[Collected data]
· · · · · · ·

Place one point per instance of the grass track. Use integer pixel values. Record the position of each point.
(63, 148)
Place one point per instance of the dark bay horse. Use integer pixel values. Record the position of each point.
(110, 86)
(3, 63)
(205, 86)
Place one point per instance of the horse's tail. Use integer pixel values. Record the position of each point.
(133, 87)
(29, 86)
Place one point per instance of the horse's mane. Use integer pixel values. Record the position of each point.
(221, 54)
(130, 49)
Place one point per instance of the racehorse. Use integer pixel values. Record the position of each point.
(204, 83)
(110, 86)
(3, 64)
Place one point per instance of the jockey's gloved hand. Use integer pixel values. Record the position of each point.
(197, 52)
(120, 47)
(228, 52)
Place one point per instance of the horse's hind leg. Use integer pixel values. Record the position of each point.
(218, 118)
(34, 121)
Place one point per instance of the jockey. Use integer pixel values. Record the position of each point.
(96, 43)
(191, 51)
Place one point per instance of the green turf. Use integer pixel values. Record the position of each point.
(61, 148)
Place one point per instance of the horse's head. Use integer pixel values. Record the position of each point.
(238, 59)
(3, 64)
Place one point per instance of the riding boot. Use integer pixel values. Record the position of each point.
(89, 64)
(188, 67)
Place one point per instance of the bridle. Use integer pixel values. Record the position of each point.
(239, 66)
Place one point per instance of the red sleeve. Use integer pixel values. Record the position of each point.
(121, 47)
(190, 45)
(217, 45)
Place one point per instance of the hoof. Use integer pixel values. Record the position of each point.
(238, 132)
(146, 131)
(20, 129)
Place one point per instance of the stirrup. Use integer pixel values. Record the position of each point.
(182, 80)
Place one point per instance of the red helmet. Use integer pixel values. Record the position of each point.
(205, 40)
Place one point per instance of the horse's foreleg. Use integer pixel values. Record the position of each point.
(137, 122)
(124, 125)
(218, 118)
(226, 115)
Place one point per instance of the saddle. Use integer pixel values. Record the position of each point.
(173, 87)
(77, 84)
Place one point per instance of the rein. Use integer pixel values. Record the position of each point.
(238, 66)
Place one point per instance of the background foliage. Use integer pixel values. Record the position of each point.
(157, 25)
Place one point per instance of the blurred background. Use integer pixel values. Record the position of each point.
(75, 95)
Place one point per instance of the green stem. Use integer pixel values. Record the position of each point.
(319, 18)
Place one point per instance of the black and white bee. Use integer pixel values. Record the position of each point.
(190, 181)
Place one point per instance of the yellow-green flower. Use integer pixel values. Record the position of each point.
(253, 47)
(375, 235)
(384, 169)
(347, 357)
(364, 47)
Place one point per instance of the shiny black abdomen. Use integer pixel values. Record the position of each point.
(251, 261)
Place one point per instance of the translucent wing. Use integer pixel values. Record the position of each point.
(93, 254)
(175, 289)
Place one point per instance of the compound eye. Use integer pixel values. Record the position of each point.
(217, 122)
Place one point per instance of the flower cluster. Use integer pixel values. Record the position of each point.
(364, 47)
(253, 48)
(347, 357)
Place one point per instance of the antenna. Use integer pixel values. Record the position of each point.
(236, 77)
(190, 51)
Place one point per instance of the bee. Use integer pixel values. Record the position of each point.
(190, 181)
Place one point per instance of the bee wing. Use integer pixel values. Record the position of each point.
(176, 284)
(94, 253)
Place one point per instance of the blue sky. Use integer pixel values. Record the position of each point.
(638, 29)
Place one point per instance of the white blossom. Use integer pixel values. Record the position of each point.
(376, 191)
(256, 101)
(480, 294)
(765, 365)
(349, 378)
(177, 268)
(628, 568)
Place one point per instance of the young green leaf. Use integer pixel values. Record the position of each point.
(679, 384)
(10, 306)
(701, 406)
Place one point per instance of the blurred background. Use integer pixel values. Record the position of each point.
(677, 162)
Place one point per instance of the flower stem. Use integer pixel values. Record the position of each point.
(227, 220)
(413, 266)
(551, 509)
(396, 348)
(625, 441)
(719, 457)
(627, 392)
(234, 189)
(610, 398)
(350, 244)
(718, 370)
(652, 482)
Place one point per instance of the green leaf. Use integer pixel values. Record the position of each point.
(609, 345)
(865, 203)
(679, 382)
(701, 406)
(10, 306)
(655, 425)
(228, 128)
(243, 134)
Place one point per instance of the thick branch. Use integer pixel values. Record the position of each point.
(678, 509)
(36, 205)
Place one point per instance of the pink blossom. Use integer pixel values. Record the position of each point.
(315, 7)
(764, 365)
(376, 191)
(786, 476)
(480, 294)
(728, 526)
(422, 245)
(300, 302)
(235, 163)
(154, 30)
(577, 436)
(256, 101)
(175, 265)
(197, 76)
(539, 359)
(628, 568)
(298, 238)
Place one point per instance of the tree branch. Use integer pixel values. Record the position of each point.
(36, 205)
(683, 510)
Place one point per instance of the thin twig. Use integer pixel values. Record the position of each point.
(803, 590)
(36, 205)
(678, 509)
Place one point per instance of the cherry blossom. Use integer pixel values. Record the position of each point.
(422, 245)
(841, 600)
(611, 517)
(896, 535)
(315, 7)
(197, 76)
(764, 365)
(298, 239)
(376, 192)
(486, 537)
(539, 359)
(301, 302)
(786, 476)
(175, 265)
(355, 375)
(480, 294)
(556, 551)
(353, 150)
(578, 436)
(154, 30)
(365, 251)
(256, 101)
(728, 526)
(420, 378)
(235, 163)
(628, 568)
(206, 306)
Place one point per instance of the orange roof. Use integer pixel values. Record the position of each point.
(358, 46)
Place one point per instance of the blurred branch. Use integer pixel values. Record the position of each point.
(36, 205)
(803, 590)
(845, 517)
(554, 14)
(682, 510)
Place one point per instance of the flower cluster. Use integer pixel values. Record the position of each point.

· · · · · · ·

YOUR INSTRUCTIONS: The required output is the span of lines from the one containing "Place one point per instance of the orange" to the last line, reproduced character for character.

FINISHED EXERCISE:
Place one point per instance of the orange roof. Use integer pixel values. Record the position of each point.
(358, 46)
Place one point per instance of the blurred branch. Use integer pixel values. Record the position of each point.
(36, 205)
(803, 590)
(845, 517)
(554, 14)
(682, 510)
Place one point per instance of the flower cluster. Use integer pixel values. Record the position of each point.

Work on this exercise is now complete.